■ Material shown
------------------------------------
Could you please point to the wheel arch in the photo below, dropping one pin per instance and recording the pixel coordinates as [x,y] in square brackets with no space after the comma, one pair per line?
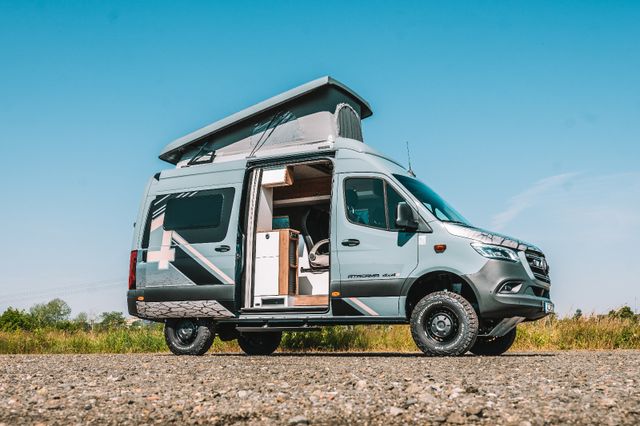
[438,280]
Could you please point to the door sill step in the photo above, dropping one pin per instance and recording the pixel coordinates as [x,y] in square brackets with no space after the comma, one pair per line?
[274,329]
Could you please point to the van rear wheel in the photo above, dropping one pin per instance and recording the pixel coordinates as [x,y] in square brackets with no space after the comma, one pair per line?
[189,336]
[444,324]
[260,343]
[494,346]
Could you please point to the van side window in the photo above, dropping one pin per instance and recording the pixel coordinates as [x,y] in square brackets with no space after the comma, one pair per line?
[364,199]
[198,217]
[393,198]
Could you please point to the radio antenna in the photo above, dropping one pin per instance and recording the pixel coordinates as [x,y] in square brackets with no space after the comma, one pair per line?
[410,171]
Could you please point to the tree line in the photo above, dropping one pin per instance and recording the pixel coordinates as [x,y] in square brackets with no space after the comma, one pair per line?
[56,314]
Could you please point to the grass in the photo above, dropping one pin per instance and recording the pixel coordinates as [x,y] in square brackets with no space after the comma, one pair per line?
[590,333]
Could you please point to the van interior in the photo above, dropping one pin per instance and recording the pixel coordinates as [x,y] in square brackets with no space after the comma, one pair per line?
[288,227]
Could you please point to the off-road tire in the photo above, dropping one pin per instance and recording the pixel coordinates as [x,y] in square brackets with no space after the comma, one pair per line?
[494,346]
[464,324]
[198,344]
[259,343]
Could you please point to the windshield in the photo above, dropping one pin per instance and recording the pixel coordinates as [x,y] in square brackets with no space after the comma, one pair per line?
[432,201]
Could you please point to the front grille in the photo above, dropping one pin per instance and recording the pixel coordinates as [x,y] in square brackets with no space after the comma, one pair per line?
[538,264]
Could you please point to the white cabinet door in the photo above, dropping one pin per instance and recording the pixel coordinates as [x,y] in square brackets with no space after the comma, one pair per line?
[267,245]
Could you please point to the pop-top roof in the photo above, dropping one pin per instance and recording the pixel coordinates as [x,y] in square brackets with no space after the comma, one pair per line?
[317,95]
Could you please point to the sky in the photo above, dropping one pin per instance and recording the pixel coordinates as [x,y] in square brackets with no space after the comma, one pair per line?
[524,115]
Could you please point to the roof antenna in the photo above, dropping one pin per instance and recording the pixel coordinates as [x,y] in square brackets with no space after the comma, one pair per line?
[410,171]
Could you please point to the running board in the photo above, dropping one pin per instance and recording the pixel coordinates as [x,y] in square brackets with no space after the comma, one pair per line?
[505,326]
[267,329]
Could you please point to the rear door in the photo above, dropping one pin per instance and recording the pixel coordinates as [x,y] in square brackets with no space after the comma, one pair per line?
[375,257]
[192,229]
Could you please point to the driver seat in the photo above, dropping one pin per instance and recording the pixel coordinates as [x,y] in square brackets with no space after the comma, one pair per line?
[315,227]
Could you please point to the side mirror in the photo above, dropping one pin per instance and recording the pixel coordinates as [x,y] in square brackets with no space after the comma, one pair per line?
[405,218]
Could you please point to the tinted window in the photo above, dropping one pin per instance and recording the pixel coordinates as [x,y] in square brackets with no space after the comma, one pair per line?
[393,198]
[193,213]
[432,201]
[199,217]
[365,202]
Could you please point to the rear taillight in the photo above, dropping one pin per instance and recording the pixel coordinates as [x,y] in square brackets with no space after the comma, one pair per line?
[133,260]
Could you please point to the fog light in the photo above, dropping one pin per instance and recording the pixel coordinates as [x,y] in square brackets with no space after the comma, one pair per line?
[510,288]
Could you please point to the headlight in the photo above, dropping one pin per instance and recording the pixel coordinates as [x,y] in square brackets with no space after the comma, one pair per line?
[496,252]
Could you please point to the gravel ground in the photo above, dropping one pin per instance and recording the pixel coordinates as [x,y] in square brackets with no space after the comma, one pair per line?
[519,389]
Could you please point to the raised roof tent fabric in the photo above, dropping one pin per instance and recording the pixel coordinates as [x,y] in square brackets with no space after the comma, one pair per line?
[304,106]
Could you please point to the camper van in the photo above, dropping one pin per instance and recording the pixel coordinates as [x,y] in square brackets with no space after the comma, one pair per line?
[280,218]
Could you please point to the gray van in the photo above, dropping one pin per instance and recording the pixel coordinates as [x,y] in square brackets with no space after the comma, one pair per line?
[279,218]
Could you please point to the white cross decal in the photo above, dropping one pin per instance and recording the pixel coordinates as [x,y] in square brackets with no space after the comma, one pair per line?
[165,255]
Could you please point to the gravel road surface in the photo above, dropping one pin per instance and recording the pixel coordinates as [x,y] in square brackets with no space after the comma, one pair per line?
[519,389]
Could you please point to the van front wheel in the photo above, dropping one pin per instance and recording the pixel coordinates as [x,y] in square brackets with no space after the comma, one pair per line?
[189,336]
[260,343]
[444,324]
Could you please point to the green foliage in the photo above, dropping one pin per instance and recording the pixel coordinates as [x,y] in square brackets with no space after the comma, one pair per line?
[24,332]
[112,321]
[15,319]
[624,312]
[51,314]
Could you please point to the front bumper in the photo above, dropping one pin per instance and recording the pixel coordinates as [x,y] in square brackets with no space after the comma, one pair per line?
[532,301]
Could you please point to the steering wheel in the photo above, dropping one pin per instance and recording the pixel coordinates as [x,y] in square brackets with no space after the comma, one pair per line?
[319,260]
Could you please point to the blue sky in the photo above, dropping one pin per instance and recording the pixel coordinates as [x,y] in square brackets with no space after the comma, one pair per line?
[524,115]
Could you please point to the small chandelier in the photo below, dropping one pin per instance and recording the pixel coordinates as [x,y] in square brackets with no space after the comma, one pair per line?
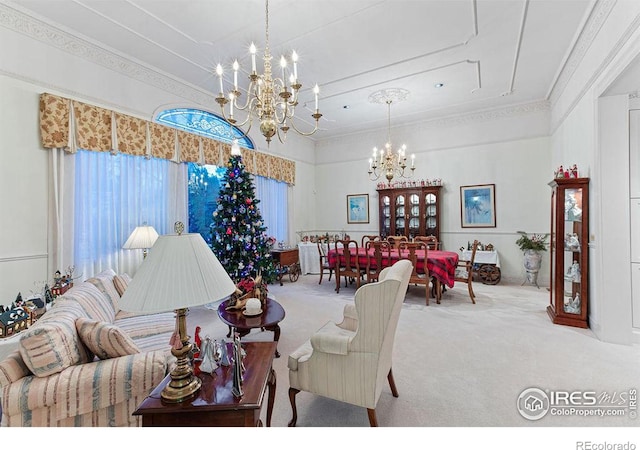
------------------------------------
■ Aim of the exercise
Lines from the one containing "Could you please point to the steering" through the final line of the entries above are to be retyped exactly, with every picture left out.

■ Result for this exercise
Could you please point to the steering wheel in the photo above, dropping one pin per instance and recording the pixel coordinates as [x,y] in square brackets with no space after the comma, one pair per line?
[319,260]
Could you please point to the blue sky in the photo above, dropping one pin per instance and recording the pixel coordinates as [x,y] in square brackets with no space after the comma, one pair per line?
[524,115]
Could you please point to the small chandelier in the photo below, dropping one pin per instance and recording the pixel coordinates as [x,y] in square brackets with no space after the comma, one pair per line?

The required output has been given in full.